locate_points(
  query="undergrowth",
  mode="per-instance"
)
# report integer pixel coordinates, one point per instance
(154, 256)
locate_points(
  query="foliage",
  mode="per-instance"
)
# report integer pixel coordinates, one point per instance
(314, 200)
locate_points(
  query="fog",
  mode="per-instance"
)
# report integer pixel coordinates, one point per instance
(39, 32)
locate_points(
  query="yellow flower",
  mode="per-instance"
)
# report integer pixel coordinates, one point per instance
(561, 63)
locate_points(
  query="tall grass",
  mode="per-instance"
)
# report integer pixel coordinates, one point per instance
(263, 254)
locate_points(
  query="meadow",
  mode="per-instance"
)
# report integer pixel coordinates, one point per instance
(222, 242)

*Task requirements*. Every record is to be written out verbatim.

*Response*.
locate_points(
  query="undergrowth",
  mode="per-instance"
)
# report integer pixel coordinates, one point per instance
(154, 256)
locate_points(
  query="foliage",
  mode="per-instance"
)
# report integer pixel coordinates, one point per instance
(314, 200)
locate_points(
  query="fog",
  mode="per-instance"
)
# report integer pixel coordinates, one point per instance
(39, 32)
locate_points(
  query="yellow flower",
  mode="per-instance"
)
# report integer pixel coordinates, one point per instance
(561, 63)
locate_points(
  query="tall grass",
  mode="per-instance"
)
# report integer pixel coordinates, one point per instance
(263, 254)
locate_points(
  query="meadow",
  mode="per-instance"
)
# report integer pixel coordinates, one point per instance
(222, 242)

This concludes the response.